* Begin Rows *

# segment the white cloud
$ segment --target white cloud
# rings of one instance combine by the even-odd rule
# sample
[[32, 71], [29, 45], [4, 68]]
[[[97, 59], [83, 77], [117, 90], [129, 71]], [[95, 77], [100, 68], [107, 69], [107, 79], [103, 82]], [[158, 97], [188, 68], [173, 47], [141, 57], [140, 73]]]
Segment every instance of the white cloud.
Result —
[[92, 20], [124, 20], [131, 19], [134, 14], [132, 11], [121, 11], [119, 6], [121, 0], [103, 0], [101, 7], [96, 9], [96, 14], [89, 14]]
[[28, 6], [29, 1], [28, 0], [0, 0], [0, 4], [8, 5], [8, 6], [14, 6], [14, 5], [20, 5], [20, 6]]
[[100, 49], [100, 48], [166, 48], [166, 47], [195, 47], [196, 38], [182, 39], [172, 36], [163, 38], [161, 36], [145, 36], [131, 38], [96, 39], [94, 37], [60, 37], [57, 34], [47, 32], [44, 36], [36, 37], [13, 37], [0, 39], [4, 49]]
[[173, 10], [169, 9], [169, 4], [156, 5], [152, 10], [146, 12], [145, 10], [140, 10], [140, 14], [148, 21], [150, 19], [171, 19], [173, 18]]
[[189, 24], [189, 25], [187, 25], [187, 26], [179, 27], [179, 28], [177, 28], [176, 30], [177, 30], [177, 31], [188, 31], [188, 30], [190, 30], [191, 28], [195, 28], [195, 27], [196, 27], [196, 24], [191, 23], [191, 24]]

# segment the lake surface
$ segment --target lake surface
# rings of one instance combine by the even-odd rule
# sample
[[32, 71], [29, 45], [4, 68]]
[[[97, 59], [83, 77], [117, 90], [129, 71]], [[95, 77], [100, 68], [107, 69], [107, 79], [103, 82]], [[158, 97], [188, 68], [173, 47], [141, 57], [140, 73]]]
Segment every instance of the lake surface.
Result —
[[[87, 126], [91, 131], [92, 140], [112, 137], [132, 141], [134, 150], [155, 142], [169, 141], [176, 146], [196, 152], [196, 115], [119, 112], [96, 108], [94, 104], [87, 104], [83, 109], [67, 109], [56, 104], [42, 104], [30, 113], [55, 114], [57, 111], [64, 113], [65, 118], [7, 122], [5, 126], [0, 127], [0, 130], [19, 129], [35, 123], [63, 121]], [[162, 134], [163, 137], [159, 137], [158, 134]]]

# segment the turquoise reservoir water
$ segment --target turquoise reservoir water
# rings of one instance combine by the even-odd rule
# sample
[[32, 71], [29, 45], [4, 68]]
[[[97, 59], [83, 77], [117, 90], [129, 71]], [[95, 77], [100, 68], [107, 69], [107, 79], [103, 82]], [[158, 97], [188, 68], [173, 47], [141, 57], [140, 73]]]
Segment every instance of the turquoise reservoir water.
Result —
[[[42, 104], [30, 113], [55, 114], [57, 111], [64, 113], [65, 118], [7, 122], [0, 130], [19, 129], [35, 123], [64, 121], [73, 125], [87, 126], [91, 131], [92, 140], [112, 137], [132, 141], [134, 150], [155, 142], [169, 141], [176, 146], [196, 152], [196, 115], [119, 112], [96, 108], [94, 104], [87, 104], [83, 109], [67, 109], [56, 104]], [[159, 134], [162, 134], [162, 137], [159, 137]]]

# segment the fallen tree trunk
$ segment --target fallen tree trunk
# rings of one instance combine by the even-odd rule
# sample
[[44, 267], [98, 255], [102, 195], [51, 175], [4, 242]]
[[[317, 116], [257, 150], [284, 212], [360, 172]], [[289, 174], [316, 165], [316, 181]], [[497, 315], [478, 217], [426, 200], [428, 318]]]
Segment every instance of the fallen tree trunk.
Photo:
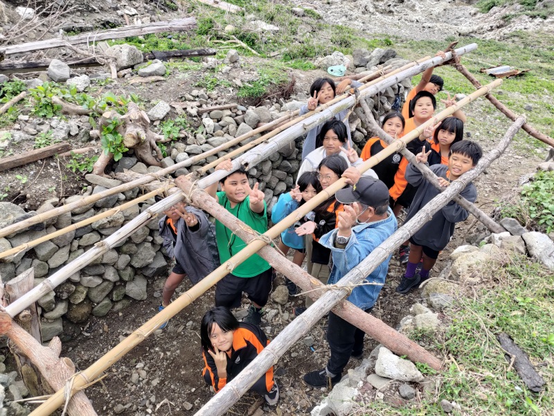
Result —
[[[467, 69], [464, 67], [462, 64], [459, 62], [454, 62], [452, 63], [452, 66], [456, 68], [460, 73], [462, 73], [465, 78], [467, 78], [469, 81], [473, 84], [473, 86], [476, 88], [481, 88], [481, 85], [479, 81], [477, 80], [471, 72], [467, 71]], [[499, 101], [498, 98], [495, 96], [488, 94], [485, 96], [485, 97], [491, 102], [491, 103], [496, 107], [498, 110], [500, 110], [500, 112], [503, 114], [506, 117], [512, 120], [512, 121], [515, 121], [515, 119], [518, 117], [517, 114], [516, 114], [514, 112], [510, 110], [508, 107], [502, 104], [500, 101]], [[534, 127], [530, 125], [527, 123], [523, 125], [521, 128], [525, 131], [528, 135], [531, 136], [532, 137], [535, 137], [535, 139], [540, 140], [543, 143], [546, 143], [548, 146], [551, 147], [554, 147], [554, 139], [547, 136], [546, 135], [542, 133], [539, 130], [537, 130]]]
[[0, 53], [3, 52], [6, 56], [9, 56], [15, 53], [25, 53], [35, 51], [44, 51], [51, 48], [65, 46], [68, 43], [71, 45], [79, 45], [91, 42], [94, 43], [101, 40], [123, 39], [131, 36], [142, 36], [150, 33], [181, 32], [190, 31], [194, 28], [195, 26], [196, 19], [195, 17], [176, 19], [170, 21], [157, 21], [138, 26], [123, 26], [116, 29], [101, 31], [96, 33], [82, 33], [75, 36], [30, 42], [18, 45], [10, 45], [0, 48]]
[[[361, 283], [366, 276], [386, 260], [391, 252], [397, 249], [404, 241], [413, 235], [425, 223], [429, 221], [434, 213], [447, 204], [454, 196], [463, 190], [467, 184], [473, 181], [490, 165], [493, 160], [498, 158], [519, 130], [519, 126], [512, 125], [506, 132], [498, 147], [481, 158], [475, 168], [452, 182], [444, 192], [429, 201], [409, 221], [404, 223], [402, 228], [385, 240], [361, 263], [341, 279], [337, 285], [348, 287]], [[363, 171], [371, 166], [370, 160], [364, 163], [361, 167]], [[339, 182], [343, 182], [341, 184], [343, 185], [343, 180]], [[341, 300], [346, 297], [348, 294], [348, 291], [346, 288], [325, 291], [305, 312], [287, 325], [246, 368], [227, 383], [225, 387], [197, 412], [196, 415], [199, 416], [223, 415], [276, 362], [279, 357], [305, 336], [318, 320]]]
[[[193, 58], [196, 56], [213, 56], [215, 49], [186, 49], [178, 51], [153, 51], [144, 53], [144, 60], [159, 59], [168, 60], [173, 58]], [[45, 71], [50, 66], [52, 60], [43, 59], [35, 61], [4, 61], [0, 63], [0, 73], [16, 73], [21, 72], [35, 72]], [[71, 68], [90, 68], [101, 67], [103, 63], [99, 62], [95, 57], [64, 60], [64, 62]]]
[[21, 153], [21, 155], [15, 155], [15, 156], [9, 156], [8, 157], [3, 157], [0, 160], [0, 172], [12, 168], [17, 168], [32, 162], [37, 162], [41, 159], [50, 157], [57, 153], [62, 153], [67, 152], [71, 148], [71, 145], [69, 143], [57, 143], [47, 146], [46, 147], [39, 149], [35, 149], [30, 152]]
[[[377, 135], [384, 141], [386, 141], [388, 144], [391, 144], [394, 142], [394, 139], [393, 139], [391, 136], [387, 135], [383, 129], [379, 127], [377, 122], [375, 121], [375, 118], [373, 117], [373, 114], [371, 112], [371, 110], [369, 108], [367, 103], [365, 100], [360, 100], [359, 101], [360, 105], [361, 105], [362, 109], [364, 110], [364, 114], [365, 115], [365, 120], [366, 124], [371, 128], [371, 129], [377, 133]], [[525, 117], [521, 117], [523, 119], [519, 120], [517, 119], [517, 124], [521, 127], [521, 125], [525, 122]], [[444, 191], [445, 188], [441, 187], [438, 183], [438, 177], [435, 173], [427, 166], [427, 165], [418, 163], [416, 161], [416, 156], [410, 152], [407, 149], [402, 149], [400, 150], [400, 154], [404, 156], [406, 159], [408, 159], [411, 164], [413, 164], [423, 174], [423, 177], [431, 184], [435, 187], [437, 189], [440, 191], [441, 192]], [[479, 220], [483, 224], [485, 225], [489, 229], [490, 229], [492, 232], [494, 233], [501, 233], [506, 231], [506, 229], [502, 227], [500, 224], [496, 223], [492, 218], [491, 218], [489, 216], [485, 214], [483, 211], [479, 209], [474, 204], [470, 202], [467, 200], [466, 200], [463, 196], [460, 196], [457, 195], [454, 197], [454, 200], [464, 209], [467, 210], [470, 214], [472, 214], [475, 218]]]

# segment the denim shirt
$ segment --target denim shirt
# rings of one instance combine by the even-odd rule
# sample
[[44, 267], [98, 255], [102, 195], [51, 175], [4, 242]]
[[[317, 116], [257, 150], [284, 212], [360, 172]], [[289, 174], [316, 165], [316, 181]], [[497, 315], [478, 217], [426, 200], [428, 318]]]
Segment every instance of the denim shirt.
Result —
[[[330, 248], [333, 258], [333, 268], [328, 284], [334, 284], [348, 272], [361, 263], [373, 250], [396, 231], [394, 214], [388, 209], [388, 218], [380, 221], [360, 224], [353, 227], [352, 234], [343, 249], [333, 245], [338, 229], [327, 233], [319, 239], [320, 244]], [[368, 283], [384, 284], [388, 271], [388, 262], [392, 254], [386, 258], [366, 278]], [[365, 282], [364, 281], [364, 282]], [[366, 285], [355, 288], [348, 300], [365, 310], [372, 307], [377, 300], [382, 286]]]

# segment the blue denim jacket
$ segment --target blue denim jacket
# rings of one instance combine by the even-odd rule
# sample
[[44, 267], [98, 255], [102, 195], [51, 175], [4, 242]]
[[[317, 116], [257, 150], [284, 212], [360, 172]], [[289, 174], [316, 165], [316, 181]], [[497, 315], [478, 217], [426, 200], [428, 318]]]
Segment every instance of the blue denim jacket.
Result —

* End Rows *

* _What is asked_:
Reproduce the records from their first line up to and including the line containing "19], [173, 18]]", character for character.

* _Exercise solution_:
# segment the white cloud
$ segment --target white cloud
# rings of one instance combine by the even-odd rule
# sample
[[32, 71], [29, 45], [4, 68]]
[[[97, 59], [83, 77], [117, 90], [129, 71]], [[95, 77], [100, 68], [107, 69], [107, 79], [103, 82]], [[158, 97], [188, 68], [173, 47], [141, 57], [140, 73]]]
Segment every instance of the white cloud.
Result —
[[92, 20], [124, 20], [131, 19], [134, 14], [132, 11], [121, 11], [119, 6], [121, 0], [103, 0], [101, 7], [96, 9], [96, 14], [89, 14]]
[[28, 6], [29, 1], [28, 0], [0, 0], [0, 4], [8, 5], [8, 6], [14, 6], [14, 5], [20, 5], [20, 6]]
[[100, 49], [100, 48], [166, 48], [166, 47], [195, 47], [196, 38], [182, 39], [172, 36], [163, 38], [161, 36], [145, 36], [131, 38], [96, 39], [94, 37], [60, 37], [57, 34], [47, 32], [44, 36], [36, 37], [13, 37], [0, 39], [4, 49]]
[[173, 10], [169, 9], [169, 4], [156, 5], [152, 10], [146, 12], [145, 10], [140, 10], [140, 14], [148, 21], [150, 19], [171, 19], [173, 18]]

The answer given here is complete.